### Tâche à réaliser:
Placez l'ensemble des données ci-dessous dans une liste JSON de chaînes, à raison d'une chaîne par ligne, en omettant les lignes vides.

::::

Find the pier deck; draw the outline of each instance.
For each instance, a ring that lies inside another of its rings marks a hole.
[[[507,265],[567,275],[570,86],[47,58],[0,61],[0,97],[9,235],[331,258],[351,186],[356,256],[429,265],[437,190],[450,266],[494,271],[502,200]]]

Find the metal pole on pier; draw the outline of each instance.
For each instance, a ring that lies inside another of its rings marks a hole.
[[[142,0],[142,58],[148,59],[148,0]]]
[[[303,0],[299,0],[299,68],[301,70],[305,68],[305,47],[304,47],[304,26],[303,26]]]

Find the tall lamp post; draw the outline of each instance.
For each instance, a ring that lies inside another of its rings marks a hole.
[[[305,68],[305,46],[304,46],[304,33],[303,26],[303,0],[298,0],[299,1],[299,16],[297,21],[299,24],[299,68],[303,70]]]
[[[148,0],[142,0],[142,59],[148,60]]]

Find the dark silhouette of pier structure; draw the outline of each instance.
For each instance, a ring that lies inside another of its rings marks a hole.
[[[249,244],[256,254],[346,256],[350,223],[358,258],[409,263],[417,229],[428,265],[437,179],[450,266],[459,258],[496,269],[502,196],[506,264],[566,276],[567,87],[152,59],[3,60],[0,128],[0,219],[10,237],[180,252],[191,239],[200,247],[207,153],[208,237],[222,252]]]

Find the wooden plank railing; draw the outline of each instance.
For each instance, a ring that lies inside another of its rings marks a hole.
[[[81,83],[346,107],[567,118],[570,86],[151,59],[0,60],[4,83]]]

::::

### Solution proposée:
[
  "Find the pier deck; draw the outline of each instance.",
  "For each instance, a ring that lies inside another of its rings marks a hole.",
  "[[[507,265],[567,275],[570,86],[47,58],[0,61],[0,97],[9,235],[331,258],[351,186],[356,256],[429,265],[437,190],[450,266],[494,271],[502,200]]]",
  "Find the metal pole on pier; draw the outline of each instance.",
  "For each instance, a ring that lies inside another of its rings marks a hole.",
  "[[[142,0],[142,58],[148,59],[148,0]]]",
  "[[[303,0],[299,0],[299,68],[301,70],[305,68],[305,47],[304,47],[304,26],[303,26]]]",
  "Find the tall lamp post; draw the outline of each instance.",
  "For each instance, a ring that lies inside another of its rings marks a hole.",
  "[[[305,68],[305,46],[304,46],[304,33],[303,26],[303,0],[298,0],[299,1],[299,16],[297,21],[299,24],[299,68],[303,70]]]",
  "[[[148,0],[142,0],[142,59],[148,60]]]",
  "Find the dark silhouette of pier structure; draw the outline of each instance.",
  "For each instance, a ring that lies inside another of its rings marks a hole.",
  "[[[249,244],[256,254],[346,256],[350,223],[358,258],[409,263],[417,229],[428,265],[437,179],[450,266],[459,258],[496,269],[502,196],[506,264],[566,276],[567,87],[152,59],[3,60],[0,128],[0,219],[10,237],[180,252],[191,239],[200,247],[207,153],[208,237],[222,252]]]",
  "Find the wooden plank railing; draw the outline of each instance.",
  "For each instance, a ring that lies inside another of its rings marks a hole.",
  "[[[81,83],[346,107],[567,118],[570,86],[151,59],[0,60],[4,83]]]"
]